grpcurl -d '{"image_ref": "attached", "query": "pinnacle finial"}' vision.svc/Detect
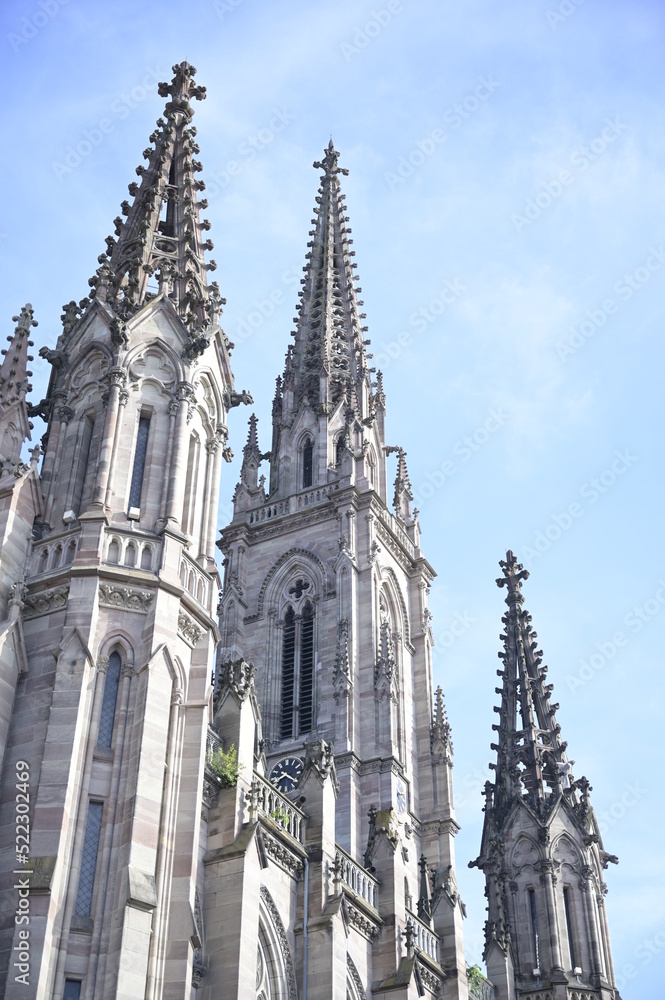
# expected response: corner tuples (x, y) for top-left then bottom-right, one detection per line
(496, 549), (529, 599)
(83, 61), (218, 351)
(0, 305), (36, 464)
(393, 447), (413, 522)
(313, 139), (349, 178)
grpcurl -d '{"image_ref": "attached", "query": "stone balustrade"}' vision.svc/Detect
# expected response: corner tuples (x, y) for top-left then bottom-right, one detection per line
(406, 908), (441, 964)
(334, 844), (379, 909)
(249, 771), (306, 843)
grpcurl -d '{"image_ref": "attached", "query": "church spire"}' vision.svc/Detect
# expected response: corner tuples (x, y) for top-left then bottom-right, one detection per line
(471, 552), (621, 999)
(86, 61), (223, 353)
(0, 304), (36, 465)
(282, 140), (373, 418)
(490, 550), (571, 819)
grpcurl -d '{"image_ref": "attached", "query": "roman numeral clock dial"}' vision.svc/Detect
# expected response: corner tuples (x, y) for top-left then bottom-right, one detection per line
(269, 756), (304, 793)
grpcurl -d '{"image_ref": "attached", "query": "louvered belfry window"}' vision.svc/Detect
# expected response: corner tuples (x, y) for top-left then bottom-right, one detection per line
(299, 602), (314, 733)
(280, 608), (296, 739)
(74, 801), (104, 916)
(280, 597), (316, 740)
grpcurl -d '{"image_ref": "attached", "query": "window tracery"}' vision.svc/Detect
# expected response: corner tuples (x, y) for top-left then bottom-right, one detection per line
(279, 576), (316, 740)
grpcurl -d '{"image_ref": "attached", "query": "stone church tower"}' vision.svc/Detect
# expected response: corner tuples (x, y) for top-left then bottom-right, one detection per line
(208, 139), (469, 1000)
(471, 552), (621, 1000)
(0, 63), (248, 999)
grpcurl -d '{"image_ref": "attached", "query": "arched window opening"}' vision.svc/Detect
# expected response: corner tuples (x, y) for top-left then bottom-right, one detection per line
(280, 596), (316, 741)
(563, 886), (577, 970)
(98, 651), (122, 747)
(39, 548), (48, 572)
(140, 546), (152, 571)
(128, 414), (151, 512)
(52, 545), (63, 569)
(280, 607), (296, 740)
(65, 541), (77, 565)
(182, 432), (200, 535)
(124, 543), (136, 568)
(302, 438), (313, 488)
(108, 539), (120, 564)
(528, 887), (541, 970)
(299, 602), (314, 734)
(335, 434), (345, 466)
(71, 415), (95, 516)
(256, 924), (280, 1000)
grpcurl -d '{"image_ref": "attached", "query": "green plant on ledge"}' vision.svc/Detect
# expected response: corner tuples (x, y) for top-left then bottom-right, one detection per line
(270, 804), (291, 827)
(467, 965), (486, 995)
(206, 744), (242, 788)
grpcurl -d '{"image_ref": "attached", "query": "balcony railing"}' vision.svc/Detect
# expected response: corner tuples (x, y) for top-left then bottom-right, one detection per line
(334, 845), (379, 909)
(406, 908), (441, 964)
(248, 771), (306, 843)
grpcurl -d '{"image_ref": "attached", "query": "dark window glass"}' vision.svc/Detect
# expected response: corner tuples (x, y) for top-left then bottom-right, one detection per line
(280, 608), (296, 739)
(302, 439), (313, 488)
(75, 802), (103, 916)
(528, 888), (540, 968)
(128, 416), (150, 510)
(563, 886), (577, 969)
(299, 602), (314, 733)
(64, 982), (82, 1000)
(98, 652), (121, 747)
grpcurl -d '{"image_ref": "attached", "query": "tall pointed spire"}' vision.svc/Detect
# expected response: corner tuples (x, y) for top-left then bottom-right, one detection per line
(86, 61), (223, 351)
(471, 552), (621, 999)
(490, 550), (570, 819)
(281, 140), (373, 417)
(0, 305), (36, 465)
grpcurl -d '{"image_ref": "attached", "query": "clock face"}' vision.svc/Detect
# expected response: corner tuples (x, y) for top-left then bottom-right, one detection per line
(269, 756), (304, 794)
(396, 779), (407, 815)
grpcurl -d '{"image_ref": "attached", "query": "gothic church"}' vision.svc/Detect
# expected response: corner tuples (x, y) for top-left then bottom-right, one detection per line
(0, 63), (622, 1000)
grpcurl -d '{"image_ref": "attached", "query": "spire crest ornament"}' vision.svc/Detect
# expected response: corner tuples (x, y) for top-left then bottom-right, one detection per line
(283, 142), (371, 414)
(84, 62), (223, 355)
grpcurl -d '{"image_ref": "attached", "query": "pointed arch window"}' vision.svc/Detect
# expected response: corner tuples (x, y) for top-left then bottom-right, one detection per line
(528, 887), (541, 970)
(128, 414), (151, 511)
(302, 438), (313, 488)
(280, 600), (316, 740)
(98, 651), (122, 747)
(563, 886), (577, 970)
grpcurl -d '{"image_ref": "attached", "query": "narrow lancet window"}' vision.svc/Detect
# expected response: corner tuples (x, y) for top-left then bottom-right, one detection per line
(71, 416), (95, 515)
(98, 651), (121, 747)
(299, 602), (314, 733)
(528, 888), (541, 969)
(182, 433), (200, 535)
(74, 801), (104, 916)
(128, 415), (150, 511)
(563, 886), (577, 969)
(302, 438), (313, 488)
(280, 607), (296, 739)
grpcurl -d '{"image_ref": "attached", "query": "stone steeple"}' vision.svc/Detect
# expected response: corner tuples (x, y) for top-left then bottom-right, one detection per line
(87, 61), (223, 354)
(492, 550), (572, 815)
(217, 140), (470, 1000)
(0, 304), (36, 466)
(0, 64), (242, 1000)
(285, 139), (370, 412)
(260, 141), (388, 505)
(471, 552), (621, 1000)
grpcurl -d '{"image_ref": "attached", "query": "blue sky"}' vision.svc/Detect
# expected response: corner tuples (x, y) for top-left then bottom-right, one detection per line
(2, 0), (663, 993)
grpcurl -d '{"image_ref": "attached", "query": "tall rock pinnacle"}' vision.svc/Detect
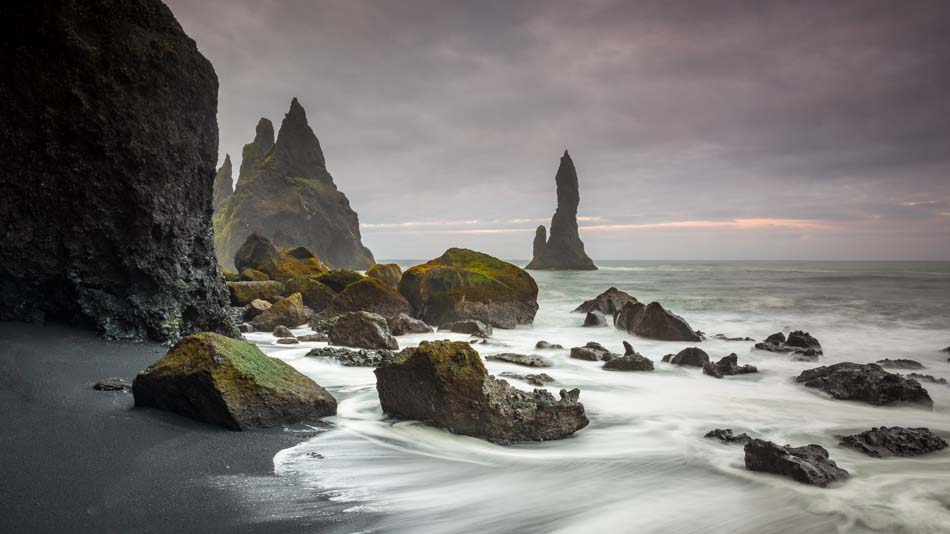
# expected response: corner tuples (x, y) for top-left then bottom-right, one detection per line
(212, 154), (233, 212)
(213, 98), (375, 269)
(526, 150), (597, 270)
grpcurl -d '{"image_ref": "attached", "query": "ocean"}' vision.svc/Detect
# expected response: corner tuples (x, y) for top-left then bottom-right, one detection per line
(233, 261), (950, 533)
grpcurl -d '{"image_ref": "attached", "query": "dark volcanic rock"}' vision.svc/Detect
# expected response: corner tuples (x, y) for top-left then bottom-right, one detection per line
(785, 331), (822, 352)
(906, 373), (949, 386)
(669, 347), (710, 367)
(573, 287), (637, 316)
(93, 378), (132, 392)
(243, 299), (272, 321)
(387, 313), (434, 336)
(704, 428), (752, 445)
(841, 426), (947, 458)
(570, 342), (618, 362)
(765, 332), (786, 344)
(756, 330), (823, 357)
(485, 353), (553, 368)
(583, 311), (608, 327)
(234, 233), (282, 275)
(536, 341), (564, 350)
(328, 311), (398, 350)
(212, 154), (233, 212)
(374, 340), (589, 444)
(526, 151), (597, 270)
(233, 234), (328, 283)
(498, 372), (555, 387)
(614, 301), (702, 342)
(875, 358), (924, 370)
(366, 263), (403, 289)
(796, 363), (933, 407)
(213, 98), (375, 269)
(441, 319), (494, 338)
(744, 439), (849, 487)
(305, 346), (392, 367)
(400, 248), (539, 328)
(703, 353), (758, 379)
(0, 0), (237, 342)
(603, 352), (654, 372)
(238, 118), (275, 187)
(133, 333), (336, 429)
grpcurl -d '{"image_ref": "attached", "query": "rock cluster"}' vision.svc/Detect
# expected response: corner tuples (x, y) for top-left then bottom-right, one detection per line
(0, 0), (236, 342)
(796, 363), (933, 407)
(133, 333), (336, 429)
(213, 98), (375, 269)
(526, 151), (597, 271)
(755, 331), (822, 360)
(841, 426), (947, 458)
(374, 341), (589, 444)
(704, 428), (752, 445)
(703, 353), (758, 379)
(744, 439), (849, 487)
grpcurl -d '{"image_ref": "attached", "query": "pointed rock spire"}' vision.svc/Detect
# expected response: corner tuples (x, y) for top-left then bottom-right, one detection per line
(238, 118), (274, 185)
(526, 150), (597, 270)
(212, 154), (233, 212)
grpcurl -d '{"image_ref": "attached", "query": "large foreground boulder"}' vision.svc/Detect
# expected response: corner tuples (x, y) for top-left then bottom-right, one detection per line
(573, 287), (637, 316)
(375, 341), (588, 444)
(796, 363), (933, 407)
(614, 301), (702, 342)
(399, 248), (539, 328)
(0, 0), (237, 342)
(744, 439), (849, 487)
(328, 311), (398, 350)
(841, 426), (947, 458)
(133, 333), (336, 429)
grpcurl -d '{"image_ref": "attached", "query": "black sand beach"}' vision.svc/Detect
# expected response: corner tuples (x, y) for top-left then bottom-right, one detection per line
(0, 322), (366, 534)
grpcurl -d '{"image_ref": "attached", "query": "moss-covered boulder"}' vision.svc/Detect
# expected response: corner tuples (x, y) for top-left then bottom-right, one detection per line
(375, 340), (588, 444)
(221, 269), (240, 282)
(367, 263), (402, 289)
(328, 311), (398, 350)
(132, 332), (336, 429)
(235, 233), (282, 274)
(226, 281), (285, 306)
(327, 278), (411, 317)
(314, 269), (365, 293)
(284, 276), (335, 312)
(398, 248), (539, 328)
(233, 233), (328, 283)
(251, 293), (307, 330)
(240, 268), (270, 281)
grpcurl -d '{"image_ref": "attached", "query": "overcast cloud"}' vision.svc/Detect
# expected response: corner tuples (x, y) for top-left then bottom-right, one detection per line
(167, 0), (950, 260)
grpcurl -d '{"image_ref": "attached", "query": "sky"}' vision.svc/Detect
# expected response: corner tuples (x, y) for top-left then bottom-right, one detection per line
(167, 0), (950, 261)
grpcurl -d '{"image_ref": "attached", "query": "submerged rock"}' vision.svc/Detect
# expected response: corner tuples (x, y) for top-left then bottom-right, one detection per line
(276, 337), (299, 345)
(583, 311), (608, 327)
(366, 263), (403, 289)
(486, 353), (553, 368)
(93, 378), (132, 393)
(374, 341), (589, 444)
(796, 363), (933, 407)
(614, 301), (702, 342)
(305, 346), (392, 367)
(703, 353), (758, 379)
(213, 98), (375, 269)
(744, 439), (849, 487)
(441, 319), (494, 338)
(328, 311), (398, 350)
(251, 293), (307, 330)
(387, 313), (434, 336)
(704, 428), (752, 445)
(668, 347), (710, 367)
(400, 248), (539, 328)
(525, 151), (597, 271)
(713, 334), (755, 342)
(0, 0), (236, 342)
(573, 287), (637, 316)
(498, 372), (555, 387)
(906, 373), (949, 386)
(875, 358), (924, 370)
(841, 426), (947, 458)
(133, 333), (336, 429)
(536, 341), (564, 350)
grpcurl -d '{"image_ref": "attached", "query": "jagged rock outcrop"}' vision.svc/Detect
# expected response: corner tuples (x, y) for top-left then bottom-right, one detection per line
(796, 363), (933, 407)
(238, 118), (274, 187)
(573, 287), (637, 316)
(526, 151), (597, 271)
(212, 154), (233, 212)
(375, 341), (589, 444)
(485, 353), (552, 368)
(704, 428), (752, 445)
(400, 248), (539, 328)
(744, 439), (849, 487)
(703, 353), (758, 378)
(840, 426), (947, 457)
(615, 301), (702, 342)
(305, 346), (393, 367)
(0, 0), (236, 342)
(133, 333), (336, 429)
(603, 344), (654, 371)
(213, 98), (375, 269)
(233, 233), (327, 282)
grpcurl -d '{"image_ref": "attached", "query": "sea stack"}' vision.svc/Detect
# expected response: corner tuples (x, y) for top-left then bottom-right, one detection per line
(0, 0), (236, 342)
(526, 150), (597, 270)
(214, 98), (375, 269)
(212, 154), (233, 212)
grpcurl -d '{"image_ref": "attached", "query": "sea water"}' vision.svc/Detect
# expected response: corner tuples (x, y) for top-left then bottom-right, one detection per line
(239, 261), (950, 533)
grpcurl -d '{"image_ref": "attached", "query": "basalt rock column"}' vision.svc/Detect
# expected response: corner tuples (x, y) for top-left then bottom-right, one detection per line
(526, 150), (597, 270)
(212, 154), (233, 212)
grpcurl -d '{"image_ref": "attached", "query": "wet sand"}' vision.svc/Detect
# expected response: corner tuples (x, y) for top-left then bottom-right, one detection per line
(0, 322), (367, 534)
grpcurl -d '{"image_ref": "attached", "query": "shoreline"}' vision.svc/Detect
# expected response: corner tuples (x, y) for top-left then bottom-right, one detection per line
(0, 321), (369, 533)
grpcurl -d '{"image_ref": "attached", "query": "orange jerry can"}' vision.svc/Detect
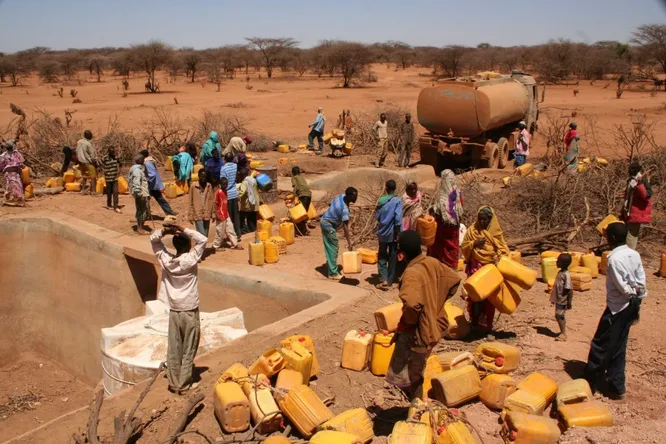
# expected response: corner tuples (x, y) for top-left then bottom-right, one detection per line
(504, 373), (558, 415)
(442, 301), (470, 340)
(264, 437), (290, 444)
(435, 421), (477, 444)
(422, 355), (443, 399)
(310, 430), (362, 444)
(480, 374), (516, 410)
(487, 280), (522, 315)
(474, 341), (521, 374)
(280, 342), (313, 384)
(430, 365), (482, 407)
(497, 256), (538, 290)
(370, 331), (395, 376)
(388, 421), (433, 444)
(248, 348), (286, 377)
(280, 334), (319, 377)
(341, 330), (372, 371)
(558, 400), (613, 429)
(319, 408), (374, 443)
(437, 351), (473, 371)
(275, 369), (304, 392)
(501, 411), (561, 444)
(213, 381), (250, 433)
(277, 384), (334, 438)
(660, 251), (666, 277)
(242, 374), (282, 435)
(416, 215), (437, 246)
(556, 379), (593, 406)
(463, 264), (504, 302)
(516, 372), (558, 399)
(407, 399), (436, 426)
(217, 363), (249, 385)
(374, 302), (403, 332)
(600, 251), (610, 276)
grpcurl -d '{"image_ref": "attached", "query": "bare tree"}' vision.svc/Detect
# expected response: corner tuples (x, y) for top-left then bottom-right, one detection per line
(1, 57), (28, 86)
(435, 45), (469, 77)
(130, 41), (173, 93)
(326, 41), (373, 87)
(385, 41), (414, 70)
(87, 55), (106, 82)
(59, 53), (80, 80)
(0, 56), (9, 83)
(534, 39), (575, 83)
(245, 37), (298, 78)
(38, 60), (60, 83)
(632, 24), (666, 89)
(110, 51), (132, 78)
(183, 52), (201, 83)
(206, 62), (224, 92)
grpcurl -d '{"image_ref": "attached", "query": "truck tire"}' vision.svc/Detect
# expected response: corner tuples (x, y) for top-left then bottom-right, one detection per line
(481, 143), (500, 169)
(497, 137), (509, 169)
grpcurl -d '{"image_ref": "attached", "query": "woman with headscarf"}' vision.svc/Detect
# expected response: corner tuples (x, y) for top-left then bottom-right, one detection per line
(427, 170), (463, 269)
(0, 141), (26, 206)
(238, 169), (261, 234)
(173, 145), (194, 185)
(235, 152), (250, 183)
(461, 206), (510, 331)
(402, 182), (423, 232)
(622, 162), (652, 250)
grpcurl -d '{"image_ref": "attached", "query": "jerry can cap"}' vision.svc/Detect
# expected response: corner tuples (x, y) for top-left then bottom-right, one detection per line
(359, 331), (367, 336)
(298, 337), (305, 342)
(381, 329), (389, 335)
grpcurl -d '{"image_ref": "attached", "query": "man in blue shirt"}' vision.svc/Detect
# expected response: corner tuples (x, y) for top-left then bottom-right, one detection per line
(375, 180), (403, 290)
(140, 149), (176, 216)
(308, 107), (326, 154)
(320, 187), (358, 279)
(220, 152), (241, 237)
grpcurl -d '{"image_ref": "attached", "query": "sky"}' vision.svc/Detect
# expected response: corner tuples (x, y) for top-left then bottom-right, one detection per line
(0, 0), (665, 53)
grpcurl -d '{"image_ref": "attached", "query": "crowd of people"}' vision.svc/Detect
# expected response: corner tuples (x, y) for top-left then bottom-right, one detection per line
(0, 120), (653, 404)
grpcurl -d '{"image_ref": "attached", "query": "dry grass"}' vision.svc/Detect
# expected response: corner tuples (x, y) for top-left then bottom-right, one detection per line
(0, 385), (43, 419)
(349, 104), (415, 156)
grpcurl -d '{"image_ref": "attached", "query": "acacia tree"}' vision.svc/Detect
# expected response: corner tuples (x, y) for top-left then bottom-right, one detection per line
(632, 24), (666, 89)
(1, 57), (28, 86)
(38, 60), (60, 83)
(110, 51), (132, 78)
(327, 41), (373, 87)
(245, 37), (298, 78)
(436, 45), (469, 77)
(88, 55), (106, 82)
(183, 52), (201, 82)
(130, 41), (173, 92)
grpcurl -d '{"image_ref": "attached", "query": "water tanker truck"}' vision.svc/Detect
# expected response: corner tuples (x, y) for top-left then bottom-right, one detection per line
(417, 71), (538, 175)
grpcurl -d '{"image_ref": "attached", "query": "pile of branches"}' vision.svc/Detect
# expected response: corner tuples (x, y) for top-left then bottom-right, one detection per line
(348, 104), (419, 156)
(0, 105), (276, 177)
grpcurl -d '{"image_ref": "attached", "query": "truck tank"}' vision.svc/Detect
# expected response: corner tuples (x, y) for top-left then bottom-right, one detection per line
(417, 77), (529, 139)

──────

Problem to solve -> Using the records above, gather all lines where the string "tall" is present.

Task result ->
grpcurl -d '{"image_ref": "attached", "query": "tall pointed spire"}' vision.svc/Detect
grpcurl -d '{"image_ref": "attached", "query": "tall rock pinnacle"}' vision.svc/Detect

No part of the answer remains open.